[Lines of data]
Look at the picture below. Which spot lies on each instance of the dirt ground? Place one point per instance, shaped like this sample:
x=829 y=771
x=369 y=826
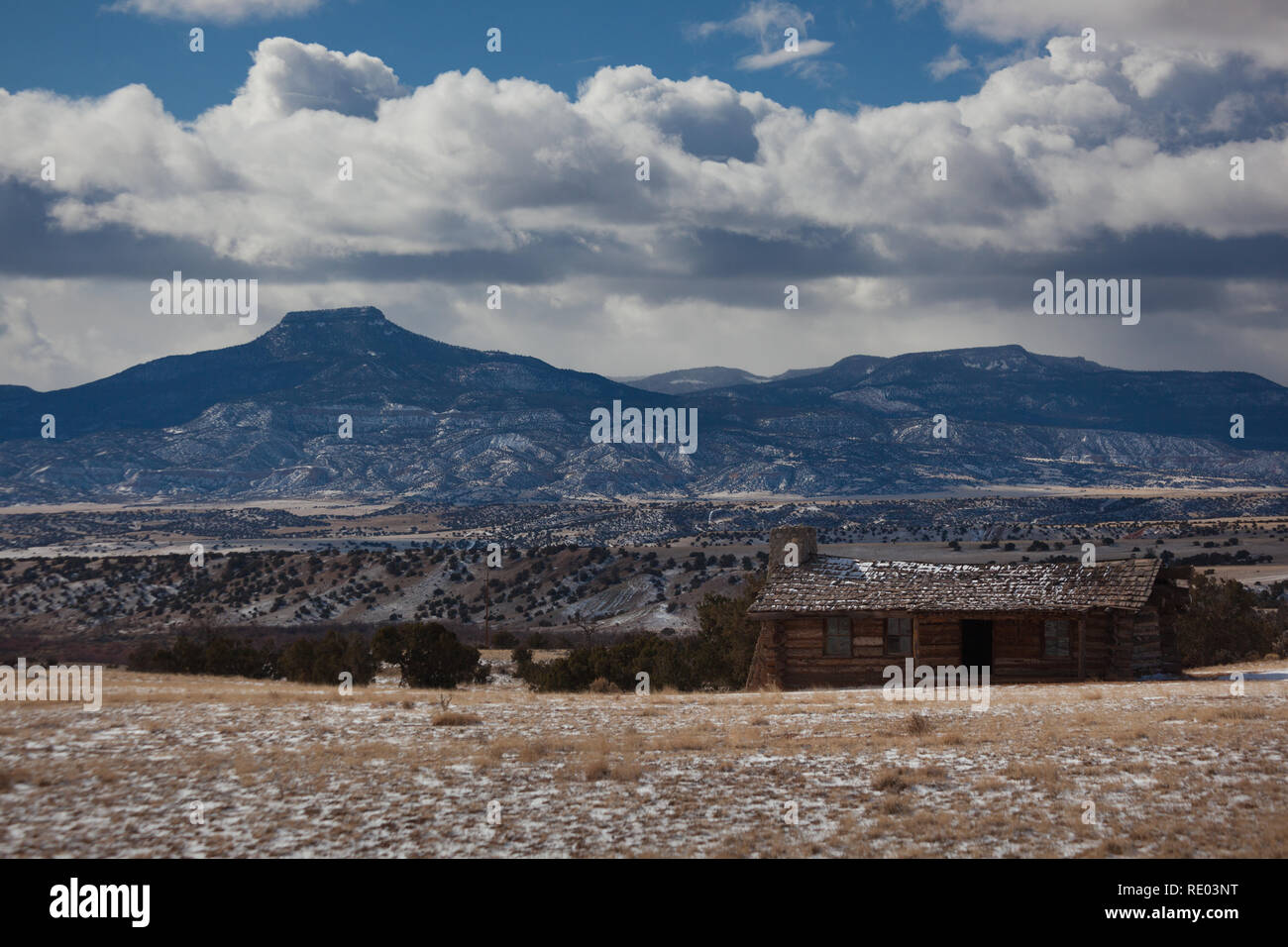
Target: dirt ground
x=175 y=766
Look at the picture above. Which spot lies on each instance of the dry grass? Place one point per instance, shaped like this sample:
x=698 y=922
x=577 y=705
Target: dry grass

What the task asks:
Write out once more the lines above beginning at the line with "Look at the picture above."; continue through the final line and stop there.

Exercise result:
Look at the picture above. Which spot lies on each instance of the dry grass? Place one point per instance, shaped like this sample:
x=698 y=922
x=577 y=705
Target: dry grass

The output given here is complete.